▶ **THE REQUEST**
Which lines in the items below contain the word "tree"? Pull out every one of them.

....

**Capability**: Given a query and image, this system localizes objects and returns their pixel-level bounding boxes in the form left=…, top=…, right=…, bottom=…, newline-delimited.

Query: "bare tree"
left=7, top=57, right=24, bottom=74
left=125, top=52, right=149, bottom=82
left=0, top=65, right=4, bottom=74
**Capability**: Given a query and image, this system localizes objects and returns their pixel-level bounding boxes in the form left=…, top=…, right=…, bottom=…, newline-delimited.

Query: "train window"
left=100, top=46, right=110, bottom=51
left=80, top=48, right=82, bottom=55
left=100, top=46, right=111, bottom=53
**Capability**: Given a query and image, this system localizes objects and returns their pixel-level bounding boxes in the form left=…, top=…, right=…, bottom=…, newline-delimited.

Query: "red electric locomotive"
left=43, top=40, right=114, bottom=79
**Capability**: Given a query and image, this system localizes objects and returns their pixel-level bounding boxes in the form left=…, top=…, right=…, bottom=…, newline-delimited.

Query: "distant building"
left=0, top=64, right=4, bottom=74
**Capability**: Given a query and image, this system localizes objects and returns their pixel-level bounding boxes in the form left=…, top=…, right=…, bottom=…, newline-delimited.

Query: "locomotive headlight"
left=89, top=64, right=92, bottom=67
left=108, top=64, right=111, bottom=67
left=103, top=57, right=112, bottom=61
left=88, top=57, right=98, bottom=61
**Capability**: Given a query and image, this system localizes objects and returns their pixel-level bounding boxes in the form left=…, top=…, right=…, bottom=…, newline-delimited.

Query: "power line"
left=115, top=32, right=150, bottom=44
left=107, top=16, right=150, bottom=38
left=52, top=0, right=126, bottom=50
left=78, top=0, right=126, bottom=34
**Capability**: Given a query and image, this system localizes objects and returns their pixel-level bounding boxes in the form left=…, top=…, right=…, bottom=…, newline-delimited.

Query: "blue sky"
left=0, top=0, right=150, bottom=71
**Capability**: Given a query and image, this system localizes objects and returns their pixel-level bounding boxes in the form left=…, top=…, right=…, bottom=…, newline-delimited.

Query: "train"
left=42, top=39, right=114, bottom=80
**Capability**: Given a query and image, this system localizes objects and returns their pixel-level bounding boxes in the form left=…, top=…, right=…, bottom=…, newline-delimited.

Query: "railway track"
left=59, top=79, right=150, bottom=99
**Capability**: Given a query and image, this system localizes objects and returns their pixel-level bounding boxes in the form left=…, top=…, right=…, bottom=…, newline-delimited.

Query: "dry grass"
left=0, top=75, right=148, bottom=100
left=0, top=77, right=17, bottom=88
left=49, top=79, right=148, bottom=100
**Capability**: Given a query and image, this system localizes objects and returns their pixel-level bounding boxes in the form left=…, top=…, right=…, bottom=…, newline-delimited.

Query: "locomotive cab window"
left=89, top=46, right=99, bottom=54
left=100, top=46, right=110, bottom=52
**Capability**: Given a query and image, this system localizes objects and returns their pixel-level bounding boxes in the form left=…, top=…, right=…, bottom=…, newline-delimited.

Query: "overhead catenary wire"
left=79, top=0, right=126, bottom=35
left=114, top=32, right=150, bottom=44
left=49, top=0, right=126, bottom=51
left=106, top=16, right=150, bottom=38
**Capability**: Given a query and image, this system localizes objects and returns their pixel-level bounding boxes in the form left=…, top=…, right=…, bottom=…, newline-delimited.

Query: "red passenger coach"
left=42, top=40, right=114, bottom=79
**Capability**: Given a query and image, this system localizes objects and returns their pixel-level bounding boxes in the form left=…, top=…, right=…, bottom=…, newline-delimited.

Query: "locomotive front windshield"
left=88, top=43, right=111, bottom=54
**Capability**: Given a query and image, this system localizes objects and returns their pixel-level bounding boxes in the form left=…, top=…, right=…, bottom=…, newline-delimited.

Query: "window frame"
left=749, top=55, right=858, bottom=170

....

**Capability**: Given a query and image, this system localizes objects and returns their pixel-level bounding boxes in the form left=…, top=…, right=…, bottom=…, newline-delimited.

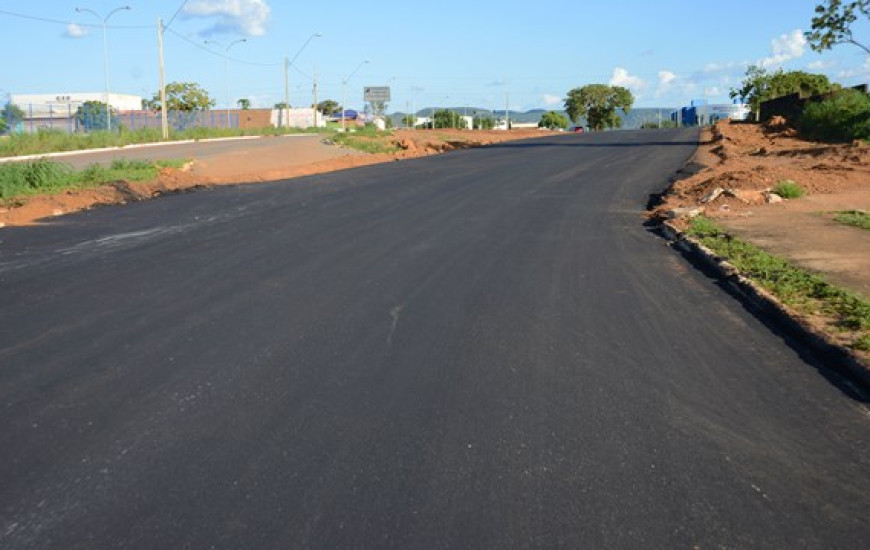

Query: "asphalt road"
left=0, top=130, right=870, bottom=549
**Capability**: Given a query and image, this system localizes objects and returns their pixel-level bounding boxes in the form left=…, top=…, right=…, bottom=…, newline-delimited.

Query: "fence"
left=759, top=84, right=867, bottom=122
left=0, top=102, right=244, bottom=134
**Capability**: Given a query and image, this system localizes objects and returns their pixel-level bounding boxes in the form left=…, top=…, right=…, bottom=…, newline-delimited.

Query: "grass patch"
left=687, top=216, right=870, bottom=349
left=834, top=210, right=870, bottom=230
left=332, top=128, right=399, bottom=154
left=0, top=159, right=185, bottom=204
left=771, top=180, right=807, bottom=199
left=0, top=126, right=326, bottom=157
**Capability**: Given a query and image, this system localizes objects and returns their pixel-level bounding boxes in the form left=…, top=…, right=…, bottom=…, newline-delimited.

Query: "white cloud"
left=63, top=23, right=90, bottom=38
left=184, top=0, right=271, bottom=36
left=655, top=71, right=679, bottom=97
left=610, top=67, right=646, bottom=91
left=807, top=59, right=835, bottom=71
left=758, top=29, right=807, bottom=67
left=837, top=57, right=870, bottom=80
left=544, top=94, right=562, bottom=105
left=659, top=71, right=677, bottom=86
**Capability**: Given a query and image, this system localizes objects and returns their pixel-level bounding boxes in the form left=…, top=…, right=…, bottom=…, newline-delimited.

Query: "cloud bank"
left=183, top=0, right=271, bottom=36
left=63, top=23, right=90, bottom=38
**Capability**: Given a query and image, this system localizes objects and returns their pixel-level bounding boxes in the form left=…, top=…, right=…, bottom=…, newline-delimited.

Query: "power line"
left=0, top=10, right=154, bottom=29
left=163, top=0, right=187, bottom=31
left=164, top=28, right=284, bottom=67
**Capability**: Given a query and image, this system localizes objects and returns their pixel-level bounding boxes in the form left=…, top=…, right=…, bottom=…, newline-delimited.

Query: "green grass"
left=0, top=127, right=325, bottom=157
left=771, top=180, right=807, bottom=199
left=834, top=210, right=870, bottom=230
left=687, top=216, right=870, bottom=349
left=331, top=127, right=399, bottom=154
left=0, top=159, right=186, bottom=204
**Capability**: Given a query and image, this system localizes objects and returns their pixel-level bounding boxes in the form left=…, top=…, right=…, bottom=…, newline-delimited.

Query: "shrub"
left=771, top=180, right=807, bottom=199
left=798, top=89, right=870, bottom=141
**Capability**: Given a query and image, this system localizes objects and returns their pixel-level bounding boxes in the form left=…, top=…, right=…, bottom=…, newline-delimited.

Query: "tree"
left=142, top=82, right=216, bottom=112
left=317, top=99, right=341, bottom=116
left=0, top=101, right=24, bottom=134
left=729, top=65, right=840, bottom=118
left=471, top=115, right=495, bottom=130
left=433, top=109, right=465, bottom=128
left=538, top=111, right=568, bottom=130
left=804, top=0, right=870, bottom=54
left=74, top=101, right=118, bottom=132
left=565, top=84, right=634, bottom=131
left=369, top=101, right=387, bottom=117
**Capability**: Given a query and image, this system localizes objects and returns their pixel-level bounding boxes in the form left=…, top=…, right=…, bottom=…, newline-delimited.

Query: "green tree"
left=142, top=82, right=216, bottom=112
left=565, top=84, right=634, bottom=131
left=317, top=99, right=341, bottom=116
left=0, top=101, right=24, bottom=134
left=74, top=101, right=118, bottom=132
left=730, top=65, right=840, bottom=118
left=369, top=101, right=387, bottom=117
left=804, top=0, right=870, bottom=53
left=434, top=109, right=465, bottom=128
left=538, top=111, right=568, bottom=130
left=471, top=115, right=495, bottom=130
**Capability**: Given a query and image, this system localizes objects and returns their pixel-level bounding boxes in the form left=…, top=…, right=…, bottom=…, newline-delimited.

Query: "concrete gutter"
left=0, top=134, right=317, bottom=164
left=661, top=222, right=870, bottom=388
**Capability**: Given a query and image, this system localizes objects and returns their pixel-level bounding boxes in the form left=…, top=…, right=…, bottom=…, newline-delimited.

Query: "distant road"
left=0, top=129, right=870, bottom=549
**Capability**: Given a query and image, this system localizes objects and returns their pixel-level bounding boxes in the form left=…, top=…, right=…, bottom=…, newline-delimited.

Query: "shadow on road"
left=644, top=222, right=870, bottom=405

....

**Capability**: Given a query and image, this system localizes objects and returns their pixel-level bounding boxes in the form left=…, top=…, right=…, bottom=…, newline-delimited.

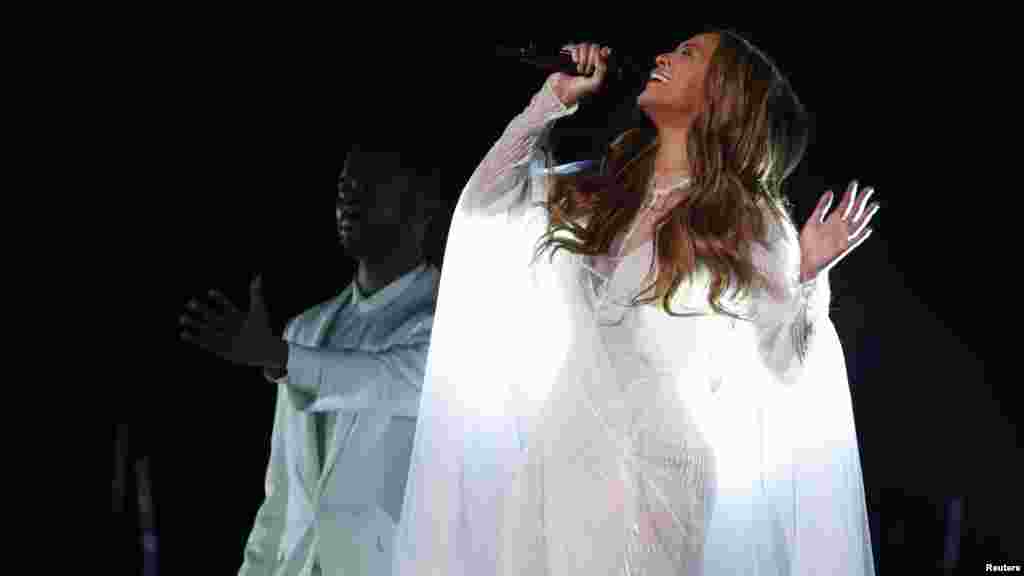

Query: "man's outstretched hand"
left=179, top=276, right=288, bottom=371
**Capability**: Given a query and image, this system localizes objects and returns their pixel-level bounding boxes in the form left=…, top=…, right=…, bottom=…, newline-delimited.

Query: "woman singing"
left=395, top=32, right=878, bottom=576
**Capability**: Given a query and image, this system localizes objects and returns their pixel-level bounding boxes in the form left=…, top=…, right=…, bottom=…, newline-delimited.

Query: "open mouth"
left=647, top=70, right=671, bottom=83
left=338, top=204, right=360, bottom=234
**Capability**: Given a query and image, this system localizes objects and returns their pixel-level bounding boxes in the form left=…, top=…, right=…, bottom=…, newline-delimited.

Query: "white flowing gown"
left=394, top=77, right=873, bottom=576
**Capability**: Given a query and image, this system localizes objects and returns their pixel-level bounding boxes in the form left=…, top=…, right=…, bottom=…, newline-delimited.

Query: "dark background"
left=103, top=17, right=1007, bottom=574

....

▶ **FINISHED ANSWER**
Query: "bare tree"
Query: "tree"
Query: "green tree"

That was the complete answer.